▸ **What is needed**
Please reproduce the data below exactly, from the first line to the last.

[Natural language region descriptions]
--- START ---
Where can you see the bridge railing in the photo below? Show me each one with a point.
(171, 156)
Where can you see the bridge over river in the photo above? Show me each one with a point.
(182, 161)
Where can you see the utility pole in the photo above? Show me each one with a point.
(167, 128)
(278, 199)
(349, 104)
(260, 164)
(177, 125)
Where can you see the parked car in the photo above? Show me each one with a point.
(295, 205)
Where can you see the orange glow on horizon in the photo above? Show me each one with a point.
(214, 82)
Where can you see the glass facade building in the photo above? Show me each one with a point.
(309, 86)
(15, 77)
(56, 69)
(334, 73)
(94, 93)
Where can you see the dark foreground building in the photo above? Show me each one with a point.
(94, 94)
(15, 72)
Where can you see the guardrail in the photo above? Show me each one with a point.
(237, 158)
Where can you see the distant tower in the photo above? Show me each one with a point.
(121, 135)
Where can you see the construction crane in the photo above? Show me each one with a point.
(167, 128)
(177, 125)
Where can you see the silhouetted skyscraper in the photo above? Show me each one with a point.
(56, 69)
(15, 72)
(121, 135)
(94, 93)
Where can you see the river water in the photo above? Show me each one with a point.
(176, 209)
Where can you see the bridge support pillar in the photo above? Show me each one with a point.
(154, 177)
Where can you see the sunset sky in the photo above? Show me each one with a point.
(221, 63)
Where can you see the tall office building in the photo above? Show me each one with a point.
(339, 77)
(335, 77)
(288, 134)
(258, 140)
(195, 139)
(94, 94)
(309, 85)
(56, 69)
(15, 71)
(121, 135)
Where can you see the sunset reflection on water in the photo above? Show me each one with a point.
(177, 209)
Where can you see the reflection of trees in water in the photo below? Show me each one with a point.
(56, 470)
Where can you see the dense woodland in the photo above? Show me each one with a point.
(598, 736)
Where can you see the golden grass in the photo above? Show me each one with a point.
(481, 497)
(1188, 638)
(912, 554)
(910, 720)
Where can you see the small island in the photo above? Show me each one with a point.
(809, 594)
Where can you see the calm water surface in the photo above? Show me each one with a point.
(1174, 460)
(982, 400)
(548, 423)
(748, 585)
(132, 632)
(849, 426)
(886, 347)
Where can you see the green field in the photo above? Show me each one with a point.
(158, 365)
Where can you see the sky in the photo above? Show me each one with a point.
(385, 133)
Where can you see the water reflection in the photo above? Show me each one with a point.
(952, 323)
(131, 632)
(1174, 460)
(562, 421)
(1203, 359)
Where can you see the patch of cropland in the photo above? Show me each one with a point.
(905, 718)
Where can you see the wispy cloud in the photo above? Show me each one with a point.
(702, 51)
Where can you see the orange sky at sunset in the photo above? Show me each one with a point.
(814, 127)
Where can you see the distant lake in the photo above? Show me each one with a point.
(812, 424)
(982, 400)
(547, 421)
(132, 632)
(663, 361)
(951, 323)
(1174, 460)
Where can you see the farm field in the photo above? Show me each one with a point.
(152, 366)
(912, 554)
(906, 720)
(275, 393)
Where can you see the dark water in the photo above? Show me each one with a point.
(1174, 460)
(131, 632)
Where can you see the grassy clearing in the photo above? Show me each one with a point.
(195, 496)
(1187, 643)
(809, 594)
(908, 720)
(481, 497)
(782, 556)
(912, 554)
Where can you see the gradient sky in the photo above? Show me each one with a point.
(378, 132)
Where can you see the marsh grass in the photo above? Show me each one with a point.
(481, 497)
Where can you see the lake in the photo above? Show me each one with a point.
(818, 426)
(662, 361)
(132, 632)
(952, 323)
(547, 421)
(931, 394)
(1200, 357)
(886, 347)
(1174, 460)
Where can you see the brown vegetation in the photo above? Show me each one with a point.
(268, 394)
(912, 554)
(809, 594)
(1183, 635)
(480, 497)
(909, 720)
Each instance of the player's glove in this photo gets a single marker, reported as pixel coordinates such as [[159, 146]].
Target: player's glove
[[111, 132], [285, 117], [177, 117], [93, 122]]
--- END ---
▸ **Answer to this exercise**
Where can you see the bridge railing in the photo below? Show me each one with a point.
(171, 156)
Where can you see the bridge over river in the photo above? Show me each one with a point.
(182, 161)
Where can you see the utility pole in the photo above? Show me each one with a point.
(167, 128)
(278, 199)
(349, 104)
(260, 164)
(177, 125)
Where can you see the parked car in the photo above? Show me each one with a point.
(295, 205)
Where can you see the orange glow on horizon in the photo above? Show me each one with a point.
(214, 82)
Where can you see the glass facade building in the photo above? Show me each one with a point.
(309, 86)
(15, 77)
(56, 69)
(334, 73)
(94, 93)
Where can you see the dark foreground building in the photo above? Show me each one with a point.
(94, 94)
(15, 72)
Where can you see the guardrail in the photo above? Show me each one with a point.
(237, 158)
Where can you see the distant tower in the photo above? Show me each one with a point.
(121, 135)
Where can you see the construction crane in the photo above? Show me each one with a point.
(167, 128)
(177, 125)
Where can you see the silhouetted skyscraper in the photo above? Show me each one with a point.
(56, 69)
(15, 72)
(121, 135)
(94, 93)
Where can you see the river water in the photo above? Show me each one with a point.
(176, 209)
Where can you see the bridge support pillar in the photo above? Show me each one with a point.
(154, 177)
Where can you see the sunset sky in the photo above? Show me each one with a point.
(221, 63)
Where can you see the tall office building in the photo above? Show me each one with a point.
(339, 77)
(335, 77)
(288, 134)
(258, 140)
(195, 139)
(94, 94)
(309, 85)
(56, 69)
(15, 71)
(121, 135)
Where can you see the sunset reflection on water in the photo above? Show me each one with a point.
(177, 209)
Where can you see the reflection of trees in water in the photo below? Show me each one with a point.
(56, 470)
Where can you see the dense woodland in the photo above? Show me each one with a point.
(598, 736)
Where can you see the golden grass in the photo above? Show me each one with a point.
(481, 497)
(1188, 638)
(912, 554)
(910, 720)
Where can you see the small island in the photo above? Show me each one with a point.
(809, 594)
Where can you see the calm water surface in the photo above? Show me each one with a point.
(1174, 460)
(982, 400)
(548, 423)
(748, 585)
(132, 632)
(849, 426)
(886, 347)
Where can you see the green field in the photo above? Show me each one with a point.
(158, 365)
Where can you see the sky in the photo above? Show me each one with a point.
(385, 133)
Where can you see the water reflection in the photo above? Show me each one with a point.
(952, 323)
(131, 632)
(1174, 460)
(562, 421)
(1203, 359)
Where can you see the patch of cropland in the photo above? Show me each one with a point.
(905, 718)
Where can you see the wispy cloud in the photo above? Show me each one with a point.
(702, 51)
Where can you see the orange sky at sunset in the photo above? Show me each one with a point.
(814, 127)
Where can you see the distant lake in the photo above? Show me each one with a point.
(812, 424)
(982, 400)
(547, 421)
(132, 632)
(663, 361)
(951, 323)
(1174, 460)
Where can you see the farm field in the photo above? Show me each one with a point.
(152, 366)
(912, 554)
(906, 720)
(275, 393)
Where can you see the dark water in the photo above? Show me each one with a point.
(1174, 460)
(131, 632)
Where can you see the grassy clearing in the photo above? Show me each one with a point.
(195, 496)
(1187, 643)
(809, 594)
(908, 720)
(481, 497)
(782, 556)
(912, 554)
Where can you see the gradient sky in the photo above? Show me each one with a point.
(378, 132)
Where can you see the marsh grass in the photo above? Show me each one with a point.
(481, 497)
Where can you see the lake in the photo above? Show me each one with a point.
(818, 426)
(662, 361)
(132, 632)
(952, 323)
(547, 421)
(931, 394)
(1200, 357)
(886, 347)
(1174, 460)
Where can you see the brown vegetation in the photo above? Show me each one with a point.
(268, 394)
(912, 554)
(809, 594)
(1183, 635)
(480, 497)
(909, 720)
Each instance of the player's glove in this photo gets a single marker, reported as pixel coordinates such as [[159, 146]].
Target: player's glove
[[111, 132], [285, 117], [177, 117], [93, 122]]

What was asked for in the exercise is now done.